As a brick home on a corner lot in the sought-after Alta Vista neighborhood just south of downtown Greenville, the potential was always there. Even so, the hints of outdatedness were evident even from the exterior: the yellowish dormers and trim, the too-ornate fanlight and sidelight windows around the front door, the carport. And then there was the inside, which had been updated in fits and starts, and contained too much old carpet, far too much floral wallpaper, and a layout that left parts of a 4,000-square-foot home even feeling a little cramped.
“From an exterior perspective , it needed some tweaks. From an interior perspective, it needed a lot of help,” said Dustin Fowler, senior managing partner of Fowler Interiors in Greenville. “But some of the general sightlines and things that could be modified — you’d call them the bones, I guess — were there to work with.”
Built in 1958, the four-bedroom home at 111 Boxwood Lane in Alta Vista needed a renovation. With Fowler and his company at the helm, it received a transformation in 2019, being elevated from a nice but outdated home to a show-stopping residence loaded with modern conveniences. Bought for $820,000 in 2017, according to public data available on Zillow, the reimagined home — designed by Fowler, renovated by Jon Peery of Peery Homes and with landscaping done by Scott McMillan of FSM Design and Associates — resold on Aug. 18 for $2.2 million.
Other than its general exterior shape, the home bears little resemblance to its former self. The former red brick is now white, the gutters and exterior lights copper, the once-dated front entryway now comprised of handsome stone steps leading to a gleaming black double front door. Inside, ceilings were raised and adorned with millwork, hardwood floors were laid throughout, and dated floral wallpaper was replaces with texture-rich grasscloth.
“The clients were coming from a major metropolitan area, and they were used to high-end fixtures in high-end homes,” said Fowler, who runs the company along with brother Nathan, both College of Charleston graduates. “All the door hardware for the house, we had custom-made. The vision was, how do we keep the character of this house, being that it is in South Carolina, but make it a little bit more big-city? Still keep classic elements, but push them a little bit more toward clean lines.”
Walls moved, ceilings raised
How complete was the renovation of 111 Boxwood Lane? Fowler estimates that 60 percent of the interior walls were changed. The master wing and guest bedroom were reconfigured, the dining room was altered, the laundry room was moved, even the kitchen was relocated.
“The master bedroom was tiny, so we completely blew out that wing of the house to enlarge the master bedroom, master bathroom and master closet,” he said. “The kitchen was closed-off and small, so we opened that up to the family room. It did not have an enclosed garage, so we took what would have been a carport for that period and converted it into an actual garage. The ceilings in all the formal rooms were 9 feet, and we were able to take those to 12 feet, which obviously makes a huge difference.”

(Dataset entries)
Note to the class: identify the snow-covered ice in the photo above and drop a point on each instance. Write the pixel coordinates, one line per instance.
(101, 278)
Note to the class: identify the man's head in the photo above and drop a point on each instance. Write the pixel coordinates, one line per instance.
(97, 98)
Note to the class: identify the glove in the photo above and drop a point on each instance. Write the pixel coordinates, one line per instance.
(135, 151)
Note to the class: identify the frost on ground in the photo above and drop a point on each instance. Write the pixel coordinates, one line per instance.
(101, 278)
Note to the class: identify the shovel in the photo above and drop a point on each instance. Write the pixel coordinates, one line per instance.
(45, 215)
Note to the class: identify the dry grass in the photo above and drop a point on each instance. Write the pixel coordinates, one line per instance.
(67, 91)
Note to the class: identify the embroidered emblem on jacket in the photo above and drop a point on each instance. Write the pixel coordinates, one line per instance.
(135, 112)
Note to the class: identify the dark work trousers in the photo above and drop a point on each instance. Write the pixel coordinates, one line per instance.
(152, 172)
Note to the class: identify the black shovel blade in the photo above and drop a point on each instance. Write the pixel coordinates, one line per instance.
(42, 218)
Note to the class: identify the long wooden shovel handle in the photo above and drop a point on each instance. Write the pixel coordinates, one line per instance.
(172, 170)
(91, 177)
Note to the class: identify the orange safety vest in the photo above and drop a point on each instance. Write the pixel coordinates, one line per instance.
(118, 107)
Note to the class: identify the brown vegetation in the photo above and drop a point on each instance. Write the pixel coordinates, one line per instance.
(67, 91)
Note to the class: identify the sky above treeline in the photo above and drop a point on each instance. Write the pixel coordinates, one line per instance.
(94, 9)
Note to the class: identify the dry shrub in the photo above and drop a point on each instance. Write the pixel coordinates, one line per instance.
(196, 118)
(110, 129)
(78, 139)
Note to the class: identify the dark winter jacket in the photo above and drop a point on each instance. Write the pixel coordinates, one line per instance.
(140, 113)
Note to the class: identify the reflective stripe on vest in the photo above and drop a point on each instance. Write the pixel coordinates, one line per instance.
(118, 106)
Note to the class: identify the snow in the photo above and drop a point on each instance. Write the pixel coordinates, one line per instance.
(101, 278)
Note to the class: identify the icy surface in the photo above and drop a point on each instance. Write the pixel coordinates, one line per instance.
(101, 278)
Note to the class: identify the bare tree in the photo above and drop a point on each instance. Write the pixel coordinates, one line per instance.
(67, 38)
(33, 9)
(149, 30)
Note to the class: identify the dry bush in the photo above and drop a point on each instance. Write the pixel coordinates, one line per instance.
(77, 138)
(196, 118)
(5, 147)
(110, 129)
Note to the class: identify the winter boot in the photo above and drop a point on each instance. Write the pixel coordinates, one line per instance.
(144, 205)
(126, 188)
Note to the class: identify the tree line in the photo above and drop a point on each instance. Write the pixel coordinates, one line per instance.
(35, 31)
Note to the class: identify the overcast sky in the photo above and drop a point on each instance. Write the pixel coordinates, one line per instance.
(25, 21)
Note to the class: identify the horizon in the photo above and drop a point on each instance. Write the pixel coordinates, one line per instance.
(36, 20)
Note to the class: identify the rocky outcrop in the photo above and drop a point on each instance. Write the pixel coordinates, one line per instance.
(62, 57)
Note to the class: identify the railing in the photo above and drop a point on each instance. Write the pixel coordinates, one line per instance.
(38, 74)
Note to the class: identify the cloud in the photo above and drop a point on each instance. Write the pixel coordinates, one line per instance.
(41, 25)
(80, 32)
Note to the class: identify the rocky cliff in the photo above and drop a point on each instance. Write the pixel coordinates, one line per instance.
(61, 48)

EXERCISE TASK =>
Return the part of the home renovation article that begins with "Other than its" and ends after "with texture-rich grasscloth.", copied word for word.

FINISHED EXERCISE =>
Other than its general exterior shape, the home bears little resemblance to its former self. The former red brick is now white, the gutters and exterior lights copper, the once-dated front entryway now comprised of handsome stone steps leading to a gleaming black double front door. Inside, ceilings were raised and adorned with millwork, hardwood floors were laid throughout, and dated floral wallpaper was replaces with texture-rich grasscloth.